DATA TO PROCESS

— BEGIN —

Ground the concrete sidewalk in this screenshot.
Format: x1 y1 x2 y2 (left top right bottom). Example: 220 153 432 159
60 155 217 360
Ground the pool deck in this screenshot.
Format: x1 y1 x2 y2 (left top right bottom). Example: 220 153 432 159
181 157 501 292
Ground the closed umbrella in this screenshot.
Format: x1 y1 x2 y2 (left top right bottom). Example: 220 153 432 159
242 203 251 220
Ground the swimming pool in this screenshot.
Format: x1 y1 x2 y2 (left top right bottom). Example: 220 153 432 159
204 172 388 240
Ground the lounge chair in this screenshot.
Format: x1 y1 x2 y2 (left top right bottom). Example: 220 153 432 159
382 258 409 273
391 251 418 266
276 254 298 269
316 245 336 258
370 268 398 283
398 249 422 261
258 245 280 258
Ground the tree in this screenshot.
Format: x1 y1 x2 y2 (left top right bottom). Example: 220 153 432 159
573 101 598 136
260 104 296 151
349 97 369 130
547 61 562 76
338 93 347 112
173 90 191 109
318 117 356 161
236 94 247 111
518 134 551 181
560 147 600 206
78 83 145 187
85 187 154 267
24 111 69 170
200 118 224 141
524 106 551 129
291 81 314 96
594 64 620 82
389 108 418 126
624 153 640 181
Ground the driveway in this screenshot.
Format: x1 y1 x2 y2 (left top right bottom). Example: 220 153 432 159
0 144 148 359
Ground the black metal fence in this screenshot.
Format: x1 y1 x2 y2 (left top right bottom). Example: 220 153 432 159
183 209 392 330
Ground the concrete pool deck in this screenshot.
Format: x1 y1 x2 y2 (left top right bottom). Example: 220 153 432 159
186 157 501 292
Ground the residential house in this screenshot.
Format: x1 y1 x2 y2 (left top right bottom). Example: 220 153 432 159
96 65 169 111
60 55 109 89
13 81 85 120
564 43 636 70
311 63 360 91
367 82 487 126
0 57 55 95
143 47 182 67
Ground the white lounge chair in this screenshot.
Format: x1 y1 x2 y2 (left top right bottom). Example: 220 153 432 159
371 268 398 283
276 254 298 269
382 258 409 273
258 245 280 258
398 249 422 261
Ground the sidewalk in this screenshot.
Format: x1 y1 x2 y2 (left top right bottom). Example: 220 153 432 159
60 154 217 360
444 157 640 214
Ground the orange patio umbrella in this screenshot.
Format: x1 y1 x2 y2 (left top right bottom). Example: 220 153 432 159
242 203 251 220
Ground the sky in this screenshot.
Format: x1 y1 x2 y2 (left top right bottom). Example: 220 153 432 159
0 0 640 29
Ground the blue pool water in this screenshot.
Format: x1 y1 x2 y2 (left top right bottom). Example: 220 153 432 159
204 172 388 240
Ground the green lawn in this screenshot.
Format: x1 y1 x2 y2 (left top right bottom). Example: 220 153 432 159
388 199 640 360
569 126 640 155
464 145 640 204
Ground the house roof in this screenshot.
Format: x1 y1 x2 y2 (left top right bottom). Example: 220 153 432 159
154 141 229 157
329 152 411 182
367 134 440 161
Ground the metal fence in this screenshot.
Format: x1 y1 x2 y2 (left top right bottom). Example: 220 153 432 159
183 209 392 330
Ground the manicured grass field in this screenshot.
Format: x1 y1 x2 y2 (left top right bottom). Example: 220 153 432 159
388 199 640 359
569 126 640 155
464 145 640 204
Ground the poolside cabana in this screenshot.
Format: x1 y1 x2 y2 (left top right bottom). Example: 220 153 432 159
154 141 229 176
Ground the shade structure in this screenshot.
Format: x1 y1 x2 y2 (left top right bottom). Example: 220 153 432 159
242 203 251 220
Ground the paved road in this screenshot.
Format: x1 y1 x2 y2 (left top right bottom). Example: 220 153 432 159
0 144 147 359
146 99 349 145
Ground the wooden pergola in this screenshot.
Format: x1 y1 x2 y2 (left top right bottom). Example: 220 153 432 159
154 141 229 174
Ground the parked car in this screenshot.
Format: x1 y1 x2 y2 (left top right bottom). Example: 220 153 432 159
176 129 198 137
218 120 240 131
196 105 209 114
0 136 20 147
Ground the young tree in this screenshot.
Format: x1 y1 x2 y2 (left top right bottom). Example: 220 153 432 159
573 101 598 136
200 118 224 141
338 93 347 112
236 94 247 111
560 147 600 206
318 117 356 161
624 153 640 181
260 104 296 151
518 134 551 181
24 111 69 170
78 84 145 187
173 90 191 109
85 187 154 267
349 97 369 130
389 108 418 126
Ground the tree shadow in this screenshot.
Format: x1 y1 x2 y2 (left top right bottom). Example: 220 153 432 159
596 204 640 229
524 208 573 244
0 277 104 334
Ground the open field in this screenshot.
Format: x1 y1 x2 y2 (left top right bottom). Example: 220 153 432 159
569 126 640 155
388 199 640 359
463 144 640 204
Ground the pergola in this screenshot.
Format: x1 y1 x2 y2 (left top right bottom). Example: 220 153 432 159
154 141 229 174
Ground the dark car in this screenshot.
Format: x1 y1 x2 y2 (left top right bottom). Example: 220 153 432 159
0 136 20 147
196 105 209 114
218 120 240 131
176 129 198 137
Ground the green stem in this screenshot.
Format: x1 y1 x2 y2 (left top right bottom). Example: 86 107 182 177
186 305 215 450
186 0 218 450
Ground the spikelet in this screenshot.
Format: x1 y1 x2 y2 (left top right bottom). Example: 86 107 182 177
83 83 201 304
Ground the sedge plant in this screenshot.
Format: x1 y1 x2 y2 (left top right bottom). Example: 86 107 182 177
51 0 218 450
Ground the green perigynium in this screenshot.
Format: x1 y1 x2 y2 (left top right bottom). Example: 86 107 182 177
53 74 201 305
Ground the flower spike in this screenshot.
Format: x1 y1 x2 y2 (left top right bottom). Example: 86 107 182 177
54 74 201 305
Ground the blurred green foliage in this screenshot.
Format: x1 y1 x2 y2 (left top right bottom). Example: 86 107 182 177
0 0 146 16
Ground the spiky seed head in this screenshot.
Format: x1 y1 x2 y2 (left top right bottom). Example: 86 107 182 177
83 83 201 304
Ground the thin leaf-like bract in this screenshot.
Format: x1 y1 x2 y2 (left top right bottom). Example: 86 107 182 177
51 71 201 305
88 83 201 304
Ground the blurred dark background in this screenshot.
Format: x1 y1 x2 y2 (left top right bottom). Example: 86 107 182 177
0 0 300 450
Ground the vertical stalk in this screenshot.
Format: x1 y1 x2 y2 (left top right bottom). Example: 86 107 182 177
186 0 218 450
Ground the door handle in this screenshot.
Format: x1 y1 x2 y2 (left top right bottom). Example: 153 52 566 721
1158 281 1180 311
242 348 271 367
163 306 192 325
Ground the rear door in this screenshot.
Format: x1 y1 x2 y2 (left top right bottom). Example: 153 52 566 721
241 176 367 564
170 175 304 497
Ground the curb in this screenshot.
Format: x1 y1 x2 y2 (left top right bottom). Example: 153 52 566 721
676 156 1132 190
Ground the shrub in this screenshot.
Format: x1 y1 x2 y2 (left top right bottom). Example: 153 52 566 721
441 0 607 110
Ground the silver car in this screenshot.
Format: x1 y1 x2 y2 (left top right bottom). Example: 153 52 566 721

— END —

WRITTEN INSTRUCTION
Extract everything from the line containing "Ground the lounge chair in this screenshot." down to the line containing "0 144 148 359", both ends included, and repeat those entries line for line with no changes.

WRITTEN SOLUTION
Ground the lounge chair in this screenshot.
Format: x1 y1 x2 y2 (left top right bottom). Example: 220 153 432 159
382 258 409 273
391 251 418 266
276 254 298 269
316 245 336 258
370 268 398 283
398 249 422 261
258 245 280 258
Ground the tree in this screenshot.
Format: x1 y1 x2 y2 (left top right bottom). Example: 220 153 432 159
573 101 598 136
260 104 296 151
349 97 369 130
547 61 562 76
338 93 347 112
173 90 191 109
318 117 356 161
236 94 247 111
518 134 551 181
560 147 600 206
78 83 145 187
85 187 154 267
24 111 69 170
200 118 224 141
524 106 551 129
291 81 314 96
594 64 620 82
389 108 418 126
624 153 640 181
Ground the driveway in this screenshot.
Format: x1 y1 x2 y2 (left top right bottom). Example: 220 153 432 159
0 144 148 359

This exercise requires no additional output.